* **Texte d'étude**:
——————————

Certains ne pleureront pas la fin de Libération. Il y a des sans-cœurs partout. Ce journal est, depuis sa naissance, un organe de combat politique autant que d’information et même beaucoup plus. Mais il est vrai qu’on ne peut se réjouir totalement de la disparition d’un journal même si les journalistes de Libération n’ont jamais pleuré sur les difficultés d’une presse d’opinion hostile aux leurs.
Libération était-il encore un vrai journal ?
Certes, du coté du Café de Flore où, comme tout le monde le sait et comme on le chante « il y avait déjà des folles », pour le reste le quotidien national avait disparu de nombreux kiosques de province. En revanche, il continue à faire la pluie et le beau temps, et comme le note dans son « horreur médiatique », Jean-François Kahn, la presse audiovisuelle est serve vis à vis de Libé. Les journalistes des radios et télés y traitent les sujets de Libé du matin au soir dans la ligne Libé et gauchisent ainsi les journaux télévisés. Une influence disproportionnée et par rapport à ceux qui pensent le contraire, un pouvoir de nuisance exagérée. Car on n’est pas obligé d’acheter Libération et d’ailleurs personne ne l’achète, mais on n’y échappe pas malgré tout par les relais audiovisuels.
Les nouveaux actionnaires l’ont compris. Ils veulent garder l’influence politique en sabordant le journal de papier qui coûte et ne rapporte pas grand chose. Pour des journalistes, même branchés, c’est inacceptable. Réunis dimanche 9 février en assemblée générale, ils ont repoussé à l’unanimité l’idée d’arrêter le travail et décidé d’utiliser l’édition de lundi de Libération (image en Une) comme une « arme » pour combattre le projet de leurs actionnaires.

——————————

* **Liste des lignes**:
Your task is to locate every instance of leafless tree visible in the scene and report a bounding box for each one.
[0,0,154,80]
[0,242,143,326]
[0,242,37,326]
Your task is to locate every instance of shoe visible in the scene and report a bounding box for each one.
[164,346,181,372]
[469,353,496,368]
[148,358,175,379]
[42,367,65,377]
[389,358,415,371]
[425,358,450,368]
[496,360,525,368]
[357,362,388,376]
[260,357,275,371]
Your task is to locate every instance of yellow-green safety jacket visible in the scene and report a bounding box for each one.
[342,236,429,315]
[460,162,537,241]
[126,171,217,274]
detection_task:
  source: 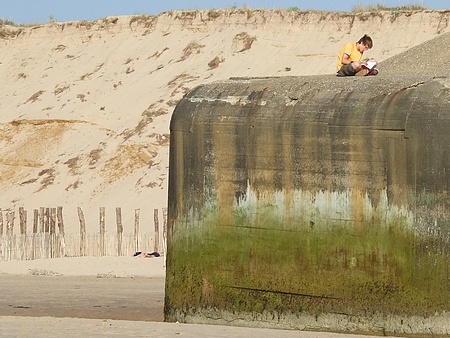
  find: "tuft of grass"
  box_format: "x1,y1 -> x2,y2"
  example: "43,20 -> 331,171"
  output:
352,3 -> 428,13
0,19 -> 17,26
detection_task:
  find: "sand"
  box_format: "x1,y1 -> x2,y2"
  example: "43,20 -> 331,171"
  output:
0,257 -> 400,338
0,9 -> 450,234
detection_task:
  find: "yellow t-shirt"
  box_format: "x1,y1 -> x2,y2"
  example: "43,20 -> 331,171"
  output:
337,42 -> 363,71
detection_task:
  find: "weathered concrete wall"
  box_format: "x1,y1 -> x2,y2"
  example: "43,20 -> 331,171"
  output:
165,76 -> 450,334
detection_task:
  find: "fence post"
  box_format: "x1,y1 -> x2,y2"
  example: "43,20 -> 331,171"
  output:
18,207 -> 28,260
100,207 -> 106,256
6,210 -> 14,260
0,208 -> 3,236
134,209 -> 140,252
153,209 -> 159,252
163,208 -> 167,267
56,207 -> 66,257
39,207 -> 45,232
31,209 -> 39,259
77,207 -> 86,257
116,208 -> 123,256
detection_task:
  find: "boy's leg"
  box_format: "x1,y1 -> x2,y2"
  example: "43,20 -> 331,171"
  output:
336,63 -> 356,76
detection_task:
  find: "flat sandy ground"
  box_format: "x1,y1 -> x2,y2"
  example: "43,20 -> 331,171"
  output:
0,257 -> 400,338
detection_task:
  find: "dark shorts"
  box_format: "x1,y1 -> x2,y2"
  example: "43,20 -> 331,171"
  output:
336,63 -> 356,76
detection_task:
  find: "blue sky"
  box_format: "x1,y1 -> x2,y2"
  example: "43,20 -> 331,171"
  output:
0,0 -> 450,24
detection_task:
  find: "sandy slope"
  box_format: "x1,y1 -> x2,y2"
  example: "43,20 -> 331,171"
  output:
0,10 -> 450,233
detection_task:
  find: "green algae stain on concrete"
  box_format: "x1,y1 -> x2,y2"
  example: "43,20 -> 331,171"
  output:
166,203 -> 450,322
164,77 -> 450,334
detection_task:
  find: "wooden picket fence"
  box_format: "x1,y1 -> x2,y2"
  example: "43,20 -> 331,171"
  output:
0,207 -> 167,260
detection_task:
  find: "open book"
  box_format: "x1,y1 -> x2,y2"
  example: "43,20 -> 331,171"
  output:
362,60 -> 378,70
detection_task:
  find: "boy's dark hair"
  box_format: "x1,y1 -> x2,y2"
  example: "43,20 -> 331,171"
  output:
358,34 -> 373,49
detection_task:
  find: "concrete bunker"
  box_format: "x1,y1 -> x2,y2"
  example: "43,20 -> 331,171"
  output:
164,76 -> 450,334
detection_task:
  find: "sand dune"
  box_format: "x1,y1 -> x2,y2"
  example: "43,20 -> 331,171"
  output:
0,9 -> 450,233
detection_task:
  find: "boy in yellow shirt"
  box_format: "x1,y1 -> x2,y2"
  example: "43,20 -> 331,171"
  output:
336,34 -> 378,76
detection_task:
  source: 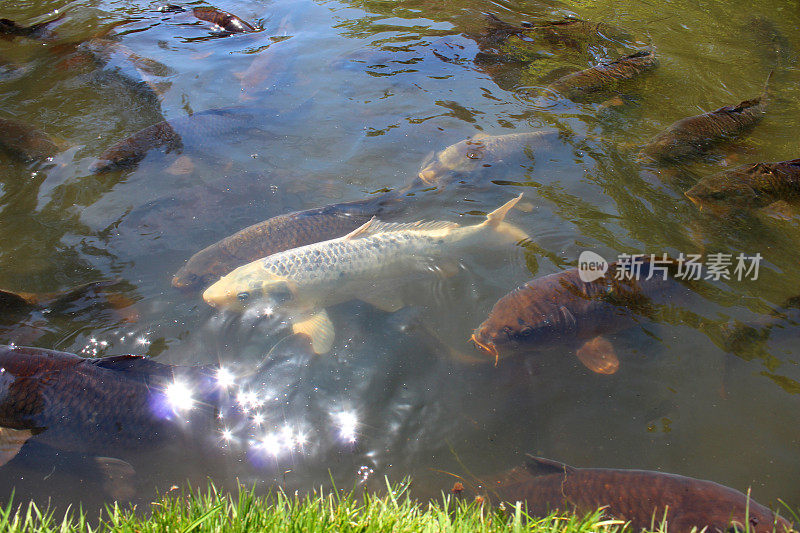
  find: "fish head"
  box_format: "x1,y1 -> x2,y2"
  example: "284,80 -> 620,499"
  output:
203,261 -> 295,311
419,134 -> 487,184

——————————

* **Consignes**:
- A) Dans le texte sur Libération, remplacez « actionnaires » par « propriétaires » et recopiez tout le passage depuis « Les nouveaux actionnaires » jusqu'à « de leurs actionnaires. ».
- B) Poursuivez le texte sur Libération à la suite de sa dernière phrase.

* **Réponses**:
- A)
Les nouveaux propriétaires l’ont compris. Ils veulent garder l’influence politique en sabordant le journal de papier qui coûte et ne rapporte pas grand chose. Pour des journalistes, même branchés, c’est inacceptable. Réunis dimanche 9 février en assemblée générale, ils ont repoussé à l’unanimité l’idée d’arrêter le travail et décidé d’utiliser l’édition de lundi de Libération (image en Une) comme une « arme » pour combattre le projet de leurs propriétaires.

- B)
« Nous voulons nous exprimer, nous faire connaître, répondre à ceux qui nous font un procès en archaïsme. C’est aussi une bataille de communication », a déclaré un salarié sous le couvert de l’anonymat, pour réclamer le départ des dirigeants Philippe Nicolas et Nicolas Demorand. Vendredi soir, les salariés de Libération avaient découvert dans un mail le projet surprise des actionnaires de transformer le journal en réseau social et son siège en espace culturel. En réaction, la rédaction s’est emparée de la « une » de samedi en titrant en grands caractères « Nous sommes un journal », et pas un restaurant ni un incubateur de start-up.
“Notre projet est la seule solution viable pour Libération” répliquent les actionnaires. Si les salariés refusent, Libération n’a pas d’avenir”, avertit Bruno Ledoux, gros actionnaire du journal, sur son projet de le transformer en réseau social et son siège en espace culturel. Un conflit majeur s’annonce, rue Béranger à Paris, entre actionnaires et salariés. Et le mail envoyé par Bruno Ledoux, qui détient 26% de Libé, aux autres actionnaires et au président du directoire Nicolas Demorand vient jeter de l’huile sur le feu. “Je veux rendre ringards tous ces esprits étriqués et tirer un coup d’avance, un coup cash, où tout est dit, y compris le projet sur l’immeuble [...], a écrit le principal actionnaire du quotidien. Je pense qu’il faut prendre [...] à témoin tous les Français, qui raquent pour ces mecs, pour que tout le monde comprenne bien l’enjeu qui se joue actuellement… D’un côté, la faillite, de l’autre côté, une autre vision…..”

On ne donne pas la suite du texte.